Filter the records below down to the lines containing the string "shrine", and copy each of those lines unchanged.

(Dataset rows)
▬▬▬▬▬▬

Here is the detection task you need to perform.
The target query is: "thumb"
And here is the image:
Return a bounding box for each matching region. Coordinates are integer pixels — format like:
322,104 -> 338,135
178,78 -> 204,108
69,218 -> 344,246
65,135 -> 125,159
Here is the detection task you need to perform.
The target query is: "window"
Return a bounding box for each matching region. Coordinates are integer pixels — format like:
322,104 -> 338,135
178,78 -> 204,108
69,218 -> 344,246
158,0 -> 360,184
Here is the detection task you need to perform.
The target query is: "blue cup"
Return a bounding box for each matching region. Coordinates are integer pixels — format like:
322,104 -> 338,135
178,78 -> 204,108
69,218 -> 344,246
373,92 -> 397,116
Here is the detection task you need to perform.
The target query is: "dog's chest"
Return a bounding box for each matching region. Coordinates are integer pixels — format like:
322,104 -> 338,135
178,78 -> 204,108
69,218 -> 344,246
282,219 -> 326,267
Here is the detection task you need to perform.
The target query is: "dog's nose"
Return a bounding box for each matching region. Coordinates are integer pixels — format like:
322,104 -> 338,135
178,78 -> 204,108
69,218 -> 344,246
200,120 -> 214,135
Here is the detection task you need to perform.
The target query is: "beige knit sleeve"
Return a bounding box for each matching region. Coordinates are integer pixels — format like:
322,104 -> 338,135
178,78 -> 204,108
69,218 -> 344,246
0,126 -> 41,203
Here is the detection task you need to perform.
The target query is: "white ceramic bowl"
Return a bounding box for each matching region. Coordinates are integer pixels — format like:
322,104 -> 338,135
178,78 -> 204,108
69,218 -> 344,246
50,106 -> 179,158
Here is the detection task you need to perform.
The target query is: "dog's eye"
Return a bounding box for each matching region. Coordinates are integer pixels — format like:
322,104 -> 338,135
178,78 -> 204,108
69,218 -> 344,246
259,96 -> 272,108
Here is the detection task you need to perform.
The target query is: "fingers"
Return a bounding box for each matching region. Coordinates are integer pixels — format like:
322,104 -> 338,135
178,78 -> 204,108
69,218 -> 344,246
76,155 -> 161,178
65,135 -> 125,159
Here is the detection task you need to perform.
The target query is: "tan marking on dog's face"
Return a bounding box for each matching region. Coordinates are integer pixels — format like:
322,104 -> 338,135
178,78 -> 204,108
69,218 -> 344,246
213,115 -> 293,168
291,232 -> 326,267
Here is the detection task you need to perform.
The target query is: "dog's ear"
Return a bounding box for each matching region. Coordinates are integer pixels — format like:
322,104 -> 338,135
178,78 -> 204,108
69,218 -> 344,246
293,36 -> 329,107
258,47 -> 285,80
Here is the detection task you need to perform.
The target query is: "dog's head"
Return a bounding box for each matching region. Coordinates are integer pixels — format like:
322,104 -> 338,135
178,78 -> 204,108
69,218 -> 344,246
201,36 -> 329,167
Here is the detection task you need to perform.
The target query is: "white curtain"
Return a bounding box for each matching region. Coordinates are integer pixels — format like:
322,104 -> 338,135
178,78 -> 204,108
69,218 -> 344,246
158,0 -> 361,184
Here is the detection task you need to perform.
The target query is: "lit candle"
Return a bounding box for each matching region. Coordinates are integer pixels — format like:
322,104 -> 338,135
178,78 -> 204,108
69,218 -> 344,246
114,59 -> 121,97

▬▬▬▬▬▬

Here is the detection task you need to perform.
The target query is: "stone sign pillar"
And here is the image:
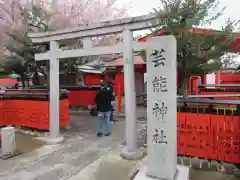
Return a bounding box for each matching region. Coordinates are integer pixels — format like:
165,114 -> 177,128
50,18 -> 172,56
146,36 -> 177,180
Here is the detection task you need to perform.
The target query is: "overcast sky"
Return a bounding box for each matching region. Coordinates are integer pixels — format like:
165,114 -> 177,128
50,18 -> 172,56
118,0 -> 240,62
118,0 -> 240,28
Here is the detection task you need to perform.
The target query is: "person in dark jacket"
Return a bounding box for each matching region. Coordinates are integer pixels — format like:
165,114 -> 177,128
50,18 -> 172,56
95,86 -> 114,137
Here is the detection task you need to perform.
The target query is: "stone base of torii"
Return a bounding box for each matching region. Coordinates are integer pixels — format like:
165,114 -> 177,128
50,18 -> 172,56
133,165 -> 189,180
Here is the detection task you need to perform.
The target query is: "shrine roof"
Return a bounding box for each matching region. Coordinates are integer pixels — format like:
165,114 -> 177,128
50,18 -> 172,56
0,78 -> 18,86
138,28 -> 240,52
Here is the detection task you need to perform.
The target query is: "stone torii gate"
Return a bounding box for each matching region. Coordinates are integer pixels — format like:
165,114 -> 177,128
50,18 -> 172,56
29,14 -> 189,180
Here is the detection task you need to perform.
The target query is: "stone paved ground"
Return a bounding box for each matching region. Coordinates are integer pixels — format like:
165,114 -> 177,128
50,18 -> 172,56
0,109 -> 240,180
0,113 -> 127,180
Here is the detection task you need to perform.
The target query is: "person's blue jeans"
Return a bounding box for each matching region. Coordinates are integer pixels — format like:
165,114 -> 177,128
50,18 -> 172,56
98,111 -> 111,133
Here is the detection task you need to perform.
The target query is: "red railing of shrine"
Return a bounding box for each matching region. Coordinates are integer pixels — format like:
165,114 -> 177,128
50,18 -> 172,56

▬▬▬▬▬▬

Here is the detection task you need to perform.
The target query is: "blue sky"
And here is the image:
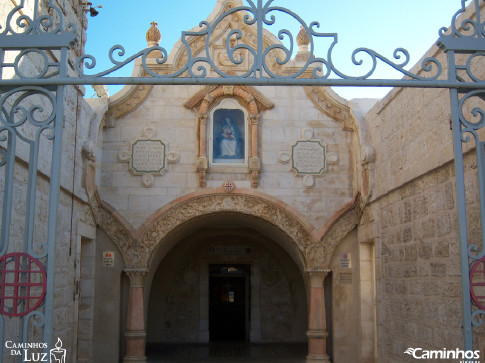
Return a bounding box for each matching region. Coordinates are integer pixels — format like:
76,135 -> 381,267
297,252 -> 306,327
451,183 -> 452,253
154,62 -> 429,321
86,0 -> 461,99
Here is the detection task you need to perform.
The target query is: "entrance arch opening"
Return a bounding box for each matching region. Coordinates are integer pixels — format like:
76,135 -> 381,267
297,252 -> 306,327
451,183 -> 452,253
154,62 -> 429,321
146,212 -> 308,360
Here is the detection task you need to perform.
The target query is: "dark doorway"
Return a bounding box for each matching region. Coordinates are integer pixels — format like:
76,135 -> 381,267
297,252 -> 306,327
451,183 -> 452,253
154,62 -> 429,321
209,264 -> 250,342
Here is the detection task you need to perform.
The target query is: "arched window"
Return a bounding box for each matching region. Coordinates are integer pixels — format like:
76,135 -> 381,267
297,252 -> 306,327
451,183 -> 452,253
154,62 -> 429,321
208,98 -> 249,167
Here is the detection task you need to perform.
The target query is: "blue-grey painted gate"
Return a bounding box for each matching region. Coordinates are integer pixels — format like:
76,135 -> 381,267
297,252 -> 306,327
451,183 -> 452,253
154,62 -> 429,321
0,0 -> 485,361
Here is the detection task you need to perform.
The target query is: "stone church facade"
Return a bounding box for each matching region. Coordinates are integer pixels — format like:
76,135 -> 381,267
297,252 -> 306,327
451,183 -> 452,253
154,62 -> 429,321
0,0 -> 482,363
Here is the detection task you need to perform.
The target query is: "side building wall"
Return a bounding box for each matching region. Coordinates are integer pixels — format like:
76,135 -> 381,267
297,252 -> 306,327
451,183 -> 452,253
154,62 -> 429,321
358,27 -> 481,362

▬▬▬▬▬▬

▶ [Output of the exercise]:
The target query is: "shrine roof"
The target query is: "red railing of shrine"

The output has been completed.